Misinformation about bereavement is rampant and may be summarized in six “dictums,” as noted by John W. James and Frank Cherry:

 

1. Bury your feelings;

2. Replace the loss;

3. Grieve alone;

4. Give “it” time;

5. Regret the past; and,

6. Do not trust.2

 

Strong statements about a process, grieving, most of us would rather avoid; rarely, are we successful in doing so. It is a truth: if a particular loss is important to our healthy growth and development, “it” will continue to come around and around, presenting itself for inner work until we work through it, thereby beginning a foundational part of core healing. Completing the GBU letters contributes to deep healing of our loss.

The GBU letters are comprised of two parts, two letters: the first letter, the part from which the good, bad, and uglies name is derived, is a letter written by the person who is grieving the loss to someone or something else, the focus/foci of the loss. The second letter is written only after three whole days have transpired from completion of (and safely burning) the first letter or anytime--72 hours or greater--thereafter.3

 

In Matthew, we learn:

Then some of the scribes and Pharisees said to him, “Teacher, we wish to see a sign from you.” But he answered them, “An evil and adulterous generation seeks for a sign; but no sign shall be given to it except the sign of the prophet Jonah. For as Jonah was three days and three nights in the belly of the whale, so will the Son of man be three days and three nights in the heart of the earth. The men of Nineveh will arise at the judgment with this generation and condemn it; for they repented at the preaching of Jonah, and behold, something greater than Jonah is here.”4

 

Once written and read the first letter is to be placed in an envelope and burned, a safe fire, a safe manner of burning the letter being of paramount concern (see Sample First GBU Letter, p. 149).

The second letter is written by the person who is grieving the loss to themselves from the person, pet, event or material loss addressed in the first GBU letter (see Sample Second Letter, p. 151). Chapter Two describes the specific processes of writing the GBU letters and offers examples of the profound healing realized in writing them.

What are the definitions of the terms good, bad, and uglies, in the context of the GBU letters? The good: anything we liked or loved about the loss. The bad: anything we did not like about the loss. The uglies: anything we hated (feared), the worst-of-the-worst in thoughts and feelings we did not want to think or feel, AND the thoughts and feelings that surprise us or those we would not think possible coming from us, that is, anything ugly/hurtful to the loss or to ourselves in our relationship with the loss. It is helpful to ask the staple questions of journalistic writing, who, what, when, where, and how, to understand the purpose the two letters serve. Answering each of these inquiries about the GBU letters helps to explain what they mean and helps us to remain present during a process of grieving, that, almost by definition, moves us to a less-conscious place within ourselves.

It is likely we are confused or numb. In the best-of-the-worst situations (a loved one who suffered with a long and/or painful illness, an injury or “life condition”), we may remain so busy taking care of things that we delay our grieving for an extended period of time. We may be afraid, angry, in the Jell-O pool (p. 43), unwilling or unable to embrace our healing--who cares, why bother, leave it alone. We, ourselves, often are left to grieve alone. God? God let this happen; why would I want to pray or seek God at all? Leave me alone. After all, the person left, the dream is gone, right? We do not see the resurrection, yet; it may feel to us as if it were Holy Week and too much like Good Friday.

[Named-object pointing records]
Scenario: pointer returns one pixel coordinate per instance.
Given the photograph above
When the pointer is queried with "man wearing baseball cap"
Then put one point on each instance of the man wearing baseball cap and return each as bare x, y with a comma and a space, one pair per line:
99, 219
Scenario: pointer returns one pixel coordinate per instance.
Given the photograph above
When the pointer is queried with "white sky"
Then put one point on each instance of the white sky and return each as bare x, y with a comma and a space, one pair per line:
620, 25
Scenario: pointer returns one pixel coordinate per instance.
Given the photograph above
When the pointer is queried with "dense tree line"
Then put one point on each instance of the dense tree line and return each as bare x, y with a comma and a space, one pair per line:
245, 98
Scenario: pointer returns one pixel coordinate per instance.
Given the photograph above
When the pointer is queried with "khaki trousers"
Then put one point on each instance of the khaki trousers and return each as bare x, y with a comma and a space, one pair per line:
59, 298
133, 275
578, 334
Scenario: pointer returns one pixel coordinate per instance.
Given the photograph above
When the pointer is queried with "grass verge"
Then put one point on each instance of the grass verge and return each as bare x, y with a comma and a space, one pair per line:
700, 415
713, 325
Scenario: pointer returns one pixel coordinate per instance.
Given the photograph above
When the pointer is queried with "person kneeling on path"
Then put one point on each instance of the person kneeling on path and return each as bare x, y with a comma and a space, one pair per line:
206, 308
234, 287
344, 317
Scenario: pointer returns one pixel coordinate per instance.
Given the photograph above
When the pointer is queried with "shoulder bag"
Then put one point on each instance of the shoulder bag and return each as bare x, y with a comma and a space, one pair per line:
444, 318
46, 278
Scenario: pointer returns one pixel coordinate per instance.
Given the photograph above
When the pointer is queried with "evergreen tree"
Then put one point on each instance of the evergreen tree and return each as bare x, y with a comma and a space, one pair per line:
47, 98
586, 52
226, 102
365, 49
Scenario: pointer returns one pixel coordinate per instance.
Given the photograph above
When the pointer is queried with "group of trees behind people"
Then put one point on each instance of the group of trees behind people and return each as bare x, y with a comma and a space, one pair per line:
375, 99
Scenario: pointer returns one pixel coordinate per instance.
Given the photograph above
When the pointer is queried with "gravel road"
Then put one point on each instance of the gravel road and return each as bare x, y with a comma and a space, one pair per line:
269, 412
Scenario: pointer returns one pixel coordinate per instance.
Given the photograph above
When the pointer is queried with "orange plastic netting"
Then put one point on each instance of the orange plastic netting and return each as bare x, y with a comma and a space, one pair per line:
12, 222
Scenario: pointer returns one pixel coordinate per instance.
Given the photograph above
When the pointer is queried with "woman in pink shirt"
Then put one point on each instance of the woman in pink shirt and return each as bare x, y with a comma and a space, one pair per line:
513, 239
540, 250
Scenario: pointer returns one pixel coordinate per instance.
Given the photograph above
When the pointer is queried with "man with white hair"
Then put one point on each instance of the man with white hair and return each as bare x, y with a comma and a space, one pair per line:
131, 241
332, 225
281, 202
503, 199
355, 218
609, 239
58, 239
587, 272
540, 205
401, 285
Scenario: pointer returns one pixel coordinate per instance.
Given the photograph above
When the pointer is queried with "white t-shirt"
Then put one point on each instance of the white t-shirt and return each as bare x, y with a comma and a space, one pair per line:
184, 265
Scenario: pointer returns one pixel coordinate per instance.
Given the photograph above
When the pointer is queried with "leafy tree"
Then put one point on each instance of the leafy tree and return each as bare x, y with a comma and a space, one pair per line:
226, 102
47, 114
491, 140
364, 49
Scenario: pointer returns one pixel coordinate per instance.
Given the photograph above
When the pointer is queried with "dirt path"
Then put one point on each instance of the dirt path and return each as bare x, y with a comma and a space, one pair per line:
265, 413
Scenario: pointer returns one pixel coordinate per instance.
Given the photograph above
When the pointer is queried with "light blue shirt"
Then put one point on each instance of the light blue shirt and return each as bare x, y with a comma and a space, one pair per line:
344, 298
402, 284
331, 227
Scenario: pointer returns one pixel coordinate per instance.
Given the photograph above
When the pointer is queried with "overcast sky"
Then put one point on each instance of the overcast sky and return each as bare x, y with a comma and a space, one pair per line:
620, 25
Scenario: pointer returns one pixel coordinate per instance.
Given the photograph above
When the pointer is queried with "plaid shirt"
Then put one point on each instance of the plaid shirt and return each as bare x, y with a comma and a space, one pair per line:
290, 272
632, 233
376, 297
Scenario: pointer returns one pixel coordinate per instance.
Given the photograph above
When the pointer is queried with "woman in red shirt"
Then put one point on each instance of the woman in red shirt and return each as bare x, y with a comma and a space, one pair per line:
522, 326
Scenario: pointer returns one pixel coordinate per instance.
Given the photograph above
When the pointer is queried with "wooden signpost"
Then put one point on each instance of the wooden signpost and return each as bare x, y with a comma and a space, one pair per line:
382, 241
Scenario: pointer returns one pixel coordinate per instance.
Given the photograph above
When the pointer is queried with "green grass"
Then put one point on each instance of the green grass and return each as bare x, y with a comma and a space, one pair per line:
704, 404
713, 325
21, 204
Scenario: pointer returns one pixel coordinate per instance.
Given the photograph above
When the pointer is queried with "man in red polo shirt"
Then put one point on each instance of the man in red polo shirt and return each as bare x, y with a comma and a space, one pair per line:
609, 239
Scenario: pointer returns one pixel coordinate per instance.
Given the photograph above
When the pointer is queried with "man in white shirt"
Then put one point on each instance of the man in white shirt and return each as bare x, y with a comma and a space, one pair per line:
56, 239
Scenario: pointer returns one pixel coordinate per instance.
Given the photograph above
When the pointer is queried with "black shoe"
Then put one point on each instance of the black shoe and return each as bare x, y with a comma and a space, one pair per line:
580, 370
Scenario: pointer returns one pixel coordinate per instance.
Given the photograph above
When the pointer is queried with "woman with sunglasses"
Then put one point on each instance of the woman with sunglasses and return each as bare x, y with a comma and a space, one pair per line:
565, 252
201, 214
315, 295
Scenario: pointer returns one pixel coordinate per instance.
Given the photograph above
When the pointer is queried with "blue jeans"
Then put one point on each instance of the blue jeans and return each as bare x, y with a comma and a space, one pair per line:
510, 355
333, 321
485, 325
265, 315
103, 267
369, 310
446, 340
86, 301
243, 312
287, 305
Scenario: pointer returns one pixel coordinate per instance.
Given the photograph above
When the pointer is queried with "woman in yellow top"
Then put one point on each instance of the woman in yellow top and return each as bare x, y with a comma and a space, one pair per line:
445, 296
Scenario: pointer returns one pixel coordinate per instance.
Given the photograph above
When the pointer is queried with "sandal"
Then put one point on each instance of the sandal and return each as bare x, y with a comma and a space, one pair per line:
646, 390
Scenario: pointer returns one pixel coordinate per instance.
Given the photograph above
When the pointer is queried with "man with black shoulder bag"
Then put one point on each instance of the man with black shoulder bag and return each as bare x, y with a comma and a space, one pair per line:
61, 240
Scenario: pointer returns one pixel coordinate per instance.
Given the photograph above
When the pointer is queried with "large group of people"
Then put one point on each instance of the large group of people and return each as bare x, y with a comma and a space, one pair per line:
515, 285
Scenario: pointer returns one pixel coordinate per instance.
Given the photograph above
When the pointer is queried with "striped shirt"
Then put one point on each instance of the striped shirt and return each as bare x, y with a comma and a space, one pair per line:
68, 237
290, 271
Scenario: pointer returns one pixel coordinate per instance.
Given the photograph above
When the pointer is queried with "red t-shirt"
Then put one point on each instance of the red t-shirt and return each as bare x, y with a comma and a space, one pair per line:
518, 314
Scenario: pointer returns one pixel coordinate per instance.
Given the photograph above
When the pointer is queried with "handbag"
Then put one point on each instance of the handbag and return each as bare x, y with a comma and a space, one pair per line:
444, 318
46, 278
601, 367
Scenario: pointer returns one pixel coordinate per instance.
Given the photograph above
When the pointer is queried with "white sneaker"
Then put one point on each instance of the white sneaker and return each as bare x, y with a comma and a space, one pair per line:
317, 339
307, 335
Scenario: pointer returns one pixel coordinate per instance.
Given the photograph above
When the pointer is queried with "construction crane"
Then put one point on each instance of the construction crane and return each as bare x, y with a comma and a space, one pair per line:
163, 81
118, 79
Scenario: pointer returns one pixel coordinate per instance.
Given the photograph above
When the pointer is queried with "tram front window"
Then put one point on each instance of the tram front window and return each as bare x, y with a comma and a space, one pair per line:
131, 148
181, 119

Directions |
a. Answer these about the passage on the GBU letters, based on what it states:
(i) How much time must pass after the first letter is finished before the second letter is written?
(ii) What is done with the first letter once it has been written and read?
(iii) Which chapter describes the specific processes of writing the GBU letters?
b. Write out the passage on the GBU letters from "Strong statements about" up to and including "of our loss.", substituting "personal work" for "inner work".

Answers to the exercises |
a.
(i) Three whole days, meaning 72 hours or more.
(ii) It is placed in an envelope and burned in a safe manner.
(iii) Chapter Two.

b.
Strong statements about a process, grieving, most of us would rather avoid; rarely, are we successful in doing so. It is a truth: if a particular loss is important to our healthy growth and development, “it” will continue to come around and around, presenting itself for personal work until we work through it, thereby beginning a foundational part of core healing. Completing the GBU letters contributes to deep healing of our loss.